Could you retype the entries below exactly, omitting every picture?

EXERCISE DATA section start

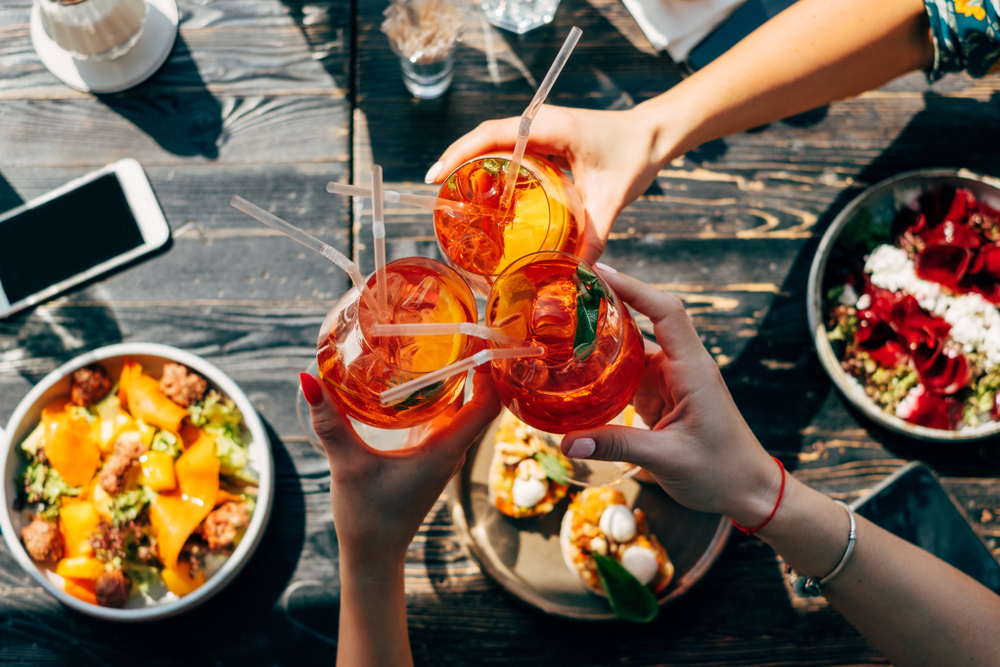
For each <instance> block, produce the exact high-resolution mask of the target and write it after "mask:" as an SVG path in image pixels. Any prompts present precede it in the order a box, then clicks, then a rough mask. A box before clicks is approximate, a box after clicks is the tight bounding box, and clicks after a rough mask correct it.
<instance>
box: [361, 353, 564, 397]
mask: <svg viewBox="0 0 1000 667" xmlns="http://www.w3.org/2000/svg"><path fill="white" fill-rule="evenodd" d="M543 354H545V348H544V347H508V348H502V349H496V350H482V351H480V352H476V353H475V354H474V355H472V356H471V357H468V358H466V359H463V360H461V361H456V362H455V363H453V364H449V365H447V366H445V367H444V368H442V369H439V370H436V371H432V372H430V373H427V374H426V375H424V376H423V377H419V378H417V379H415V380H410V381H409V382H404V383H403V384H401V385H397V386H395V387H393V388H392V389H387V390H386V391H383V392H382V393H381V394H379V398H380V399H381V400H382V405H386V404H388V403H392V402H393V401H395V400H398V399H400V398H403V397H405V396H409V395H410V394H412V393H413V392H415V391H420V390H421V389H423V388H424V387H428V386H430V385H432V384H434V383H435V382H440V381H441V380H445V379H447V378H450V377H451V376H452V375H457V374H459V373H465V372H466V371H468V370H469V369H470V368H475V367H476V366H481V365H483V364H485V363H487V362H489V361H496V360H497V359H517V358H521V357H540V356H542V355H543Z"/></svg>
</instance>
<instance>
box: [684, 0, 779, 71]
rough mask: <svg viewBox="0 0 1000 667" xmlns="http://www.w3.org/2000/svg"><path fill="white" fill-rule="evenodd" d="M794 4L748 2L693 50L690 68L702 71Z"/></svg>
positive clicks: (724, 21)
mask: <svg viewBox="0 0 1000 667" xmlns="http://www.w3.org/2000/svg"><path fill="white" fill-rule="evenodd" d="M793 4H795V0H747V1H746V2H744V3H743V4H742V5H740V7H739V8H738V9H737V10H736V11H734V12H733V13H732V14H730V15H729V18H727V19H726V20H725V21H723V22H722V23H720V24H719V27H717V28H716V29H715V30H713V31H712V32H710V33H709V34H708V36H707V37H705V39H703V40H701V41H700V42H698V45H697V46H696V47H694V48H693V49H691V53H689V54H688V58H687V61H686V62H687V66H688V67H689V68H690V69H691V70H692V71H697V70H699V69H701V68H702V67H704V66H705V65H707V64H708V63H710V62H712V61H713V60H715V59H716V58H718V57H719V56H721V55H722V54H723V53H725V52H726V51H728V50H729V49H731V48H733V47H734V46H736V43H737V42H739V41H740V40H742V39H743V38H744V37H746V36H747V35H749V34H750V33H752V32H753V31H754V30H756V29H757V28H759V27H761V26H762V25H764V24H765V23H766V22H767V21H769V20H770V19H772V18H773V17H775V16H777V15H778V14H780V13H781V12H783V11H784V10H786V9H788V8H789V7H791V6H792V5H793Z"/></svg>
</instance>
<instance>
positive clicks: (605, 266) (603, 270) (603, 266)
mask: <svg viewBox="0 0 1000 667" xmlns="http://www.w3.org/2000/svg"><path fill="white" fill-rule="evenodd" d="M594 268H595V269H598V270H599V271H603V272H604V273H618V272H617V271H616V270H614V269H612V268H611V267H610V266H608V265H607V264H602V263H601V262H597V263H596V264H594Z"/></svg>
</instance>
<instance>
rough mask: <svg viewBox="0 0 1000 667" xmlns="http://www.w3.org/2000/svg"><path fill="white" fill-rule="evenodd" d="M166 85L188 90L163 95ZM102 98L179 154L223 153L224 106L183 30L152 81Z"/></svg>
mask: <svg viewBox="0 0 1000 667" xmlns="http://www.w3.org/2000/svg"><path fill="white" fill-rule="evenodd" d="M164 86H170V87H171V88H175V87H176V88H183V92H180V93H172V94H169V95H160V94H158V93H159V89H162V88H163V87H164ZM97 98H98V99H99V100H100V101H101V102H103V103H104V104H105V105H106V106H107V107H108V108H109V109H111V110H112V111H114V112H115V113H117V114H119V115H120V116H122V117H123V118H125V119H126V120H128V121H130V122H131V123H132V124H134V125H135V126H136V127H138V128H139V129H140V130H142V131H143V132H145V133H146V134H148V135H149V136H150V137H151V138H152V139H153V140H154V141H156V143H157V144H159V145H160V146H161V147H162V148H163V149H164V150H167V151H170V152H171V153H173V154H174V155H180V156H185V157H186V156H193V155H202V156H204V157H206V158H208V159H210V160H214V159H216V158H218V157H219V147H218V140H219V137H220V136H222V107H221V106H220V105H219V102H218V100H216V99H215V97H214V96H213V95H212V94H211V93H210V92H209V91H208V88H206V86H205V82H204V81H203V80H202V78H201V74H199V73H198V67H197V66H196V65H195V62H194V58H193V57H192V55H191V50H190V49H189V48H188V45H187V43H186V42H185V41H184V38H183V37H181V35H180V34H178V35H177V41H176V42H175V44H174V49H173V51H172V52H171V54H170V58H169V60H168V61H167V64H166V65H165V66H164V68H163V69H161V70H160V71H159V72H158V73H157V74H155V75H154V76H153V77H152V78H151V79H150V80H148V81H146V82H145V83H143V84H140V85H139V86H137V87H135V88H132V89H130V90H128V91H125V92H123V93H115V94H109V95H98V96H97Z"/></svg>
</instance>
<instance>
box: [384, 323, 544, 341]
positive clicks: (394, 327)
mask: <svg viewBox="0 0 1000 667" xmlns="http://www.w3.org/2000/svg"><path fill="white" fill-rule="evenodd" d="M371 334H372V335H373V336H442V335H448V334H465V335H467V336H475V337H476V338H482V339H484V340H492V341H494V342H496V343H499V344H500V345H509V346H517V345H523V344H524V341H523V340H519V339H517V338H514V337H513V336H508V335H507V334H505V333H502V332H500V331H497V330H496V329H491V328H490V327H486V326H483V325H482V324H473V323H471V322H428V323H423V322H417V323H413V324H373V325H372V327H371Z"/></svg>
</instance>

EXERCISE DATA section end

**ANSWER:**
For each <instance> block, produce the exact high-resolution mask of the target and write it after "mask:" as an SVG path in image pixels. Any prompts present precede it in the order a box, then clicks, then a rough mask. A box before clicks is approximate, a box after clicks is the tight bounding box, and clicks after a rough mask correct it.
<instance>
box: [361, 353, 564, 397]
mask: <svg viewBox="0 0 1000 667" xmlns="http://www.w3.org/2000/svg"><path fill="white" fill-rule="evenodd" d="M543 354H545V348H544V347H508V348H502V349H496V350H482V351H480V352H476V353H475V354H474V355H472V356H471V357H468V358H466V359H463V360H461V361H456V362H455V363H453V364H449V365H447V366H445V367H444V368H442V369H439V370H436V371H432V372H430V373H427V374H426V375H424V376H423V377H419V378H417V379H415V380H410V381H409V382H404V383H403V384H401V385H397V386H395V387H393V388H392V389H387V390H386V391H383V392H382V393H381V394H379V398H380V399H381V400H382V405H386V404H388V403H392V402H393V401H395V400H398V399H400V398H403V397H405V396H409V395H410V394H412V393H413V392H415V391H420V390H421V389H423V388H424V387H428V386H430V385H432V384H434V383H435V382H440V381H441V380H445V379H447V378H450V377H451V376H452V375H457V374H459V373H465V372H466V371H468V370H469V369H470V368H475V367H476V366H481V365H483V364H485V363H487V362H489V361H496V360H497V359H517V358H521V357H540V356H542V355H543Z"/></svg>
</instance>
<instance>
box: [684, 0, 779, 71]
rough mask: <svg viewBox="0 0 1000 667" xmlns="http://www.w3.org/2000/svg"><path fill="white" fill-rule="evenodd" d="M794 4L748 2L693 50L690 68L702 71Z"/></svg>
positive clicks: (724, 21)
mask: <svg viewBox="0 0 1000 667" xmlns="http://www.w3.org/2000/svg"><path fill="white" fill-rule="evenodd" d="M793 4H795V0H747V1H746V2H744V3H743V4H742V5H740V7H739V8H738V9H737V10H736V11H734V12H733V13H732V14H730V15H729V18H727V19H726V20H725V21H723V22H722V23H720V24H719V27H717V28H716V29H715V30H713V31H712V32H710V33H709V34H708V36H707V37H705V39H703V40H701V41H700V42H698V45H697V46H696V47H694V48H693V49H691V53H689V54H688V58H687V61H686V62H687V66H688V67H689V68H690V69H691V70H692V71H697V70H699V69H701V68H702V67H704V66H705V65H707V64H708V63H710V62H712V61H713V60H715V59H716V58H718V57H719V56H721V55H722V54H723V53H725V52H726V51H728V50H729V49H731V48H733V47H734V46H736V43H737V42H739V41H740V40H742V39H743V38H744V37H746V36H747V35H749V34H750V33H752V32H753V31H754V30H756V29H757V28H759V27H761V26H762V25H764V24H765V23H766V22H767V21H769V20H770V19H772V18H773V17H775V16H777V15H778V14H780V13H781V12H783V11H784V10H786V9H788V8H789V7H791V6H792V5H793Z"/></svg>
</instance>
<instance>
positive clicks: (605, 266) (603, 270) (603, 266)
mask: <svg viewBox="0 0 1000 667" xmlns="http://www.w3.org/2000/svg"><path fill="white" fill-rule="evenodd" d="M594 268H595V269H598V270H599V271H603V272H604V273H618V272H617V271H616V270H614V269H612V268H611V267H610V266H608V265H607V264H602V263H601V262H597V263H596V264H594Z"/></svg>
</instance>
<instance>
rough mask: <svg viewBox="0 0 1000 667" xmlns="http://www.w3.org/2000/svg"><path fill="white" fill-rule="evenodd" d="M166 85L188 90L163 95ZM102 98L179 154L223 153L224 106L183 30L152 81Z"/></svg>
mask: <svg viewBox="0 0 1000 667" xmlns="http://www.w3.org/2000/svg"><path fill="white" fill-rule="evenodd" d="M164 86H170V87H171V88H175V87H176V88H183V92H180V93H172V94H169V95H160V94H158V93H159V89H162V88H163V87H164ZM97 98H98V99H99V100H100V101H101V102H103V103H104V104H105V105H106V106H107V107H108V108H109V109H111V110H112V111H114V112H115V113H117V114H119V115H120V116H122V117H123V118H125V119H126V120H128V121H130V122H131V123H132V124H134V125H135V126H136V127H138V128H139V129H140V130H142V131H143V132H145V133H146V134H148V135H149V136H150V137H151V138H152V139H153V140H154V141H156V143H157V144H159V145H160V146H161V147H162V148H163V149H164V150H167V151H170V152H171V153H173V154H174V155H180V156H185V157H186V156H193V155H202V156H204V157H206V158H208V159H210V160H214V159H216V158H218V157H219V147H218V140H219V137H220V136H222V107H221V106H220V105H219V102H218V100H216V99H215V97H214V96H213V95H212V94H211V93H210V92H209V91H208V88H206V86H205V82H204V81H203V80H202V78H201V74H199V73H198V67H197V66H196V65H195V62H194V58H193V57H192V55H191V50H190V49H189V48H188V45H187V43H186V42H185V41H184V38H183V37H181V35H180V34H178V35H177V41H176V42H175V44H174V49H173V51H172V52H171V54H170V58H169V60H168V61H167V64H166V65H165V66H164V68H163V69H161V70H160V71H159V72H158V73H157V74H155V75H154V76H153V77H152V78H151V79H150V80H148V81H146V82H145V83H143V84H140V85H139V86H137V87H135V88H132V89H130V90H128V91H125V92H123V93H115V94H109V95H98V96H97Z"/></svg>
</instance>
<instance>
box: [384, 323, 544, 341]
positive clicks: (394, 327)
mask: <svg viewBox="0 0 1000 667" xmlns="http://www.w3.org/2000/svg"><path fill="white" fill-rule="evenodd" d="M371 334H372V335H373V336H442V335H448V334H465V335H467V336H475V337H476V338H482V339H484V340H492V341H494V342H496V343H499V344H500V345H509V346H517V345H523V344H524V341H523V340H519V339H517V338H514V337H513V336H508V335H507V334H505V333H502V332H500V331H497V330H496V329H491V328H490V327H486V326H483V325H482V324H473V323H471V322H428V323H423V322H417V323H413V324H373V325H372V327H371Z"/></svg>
</instance>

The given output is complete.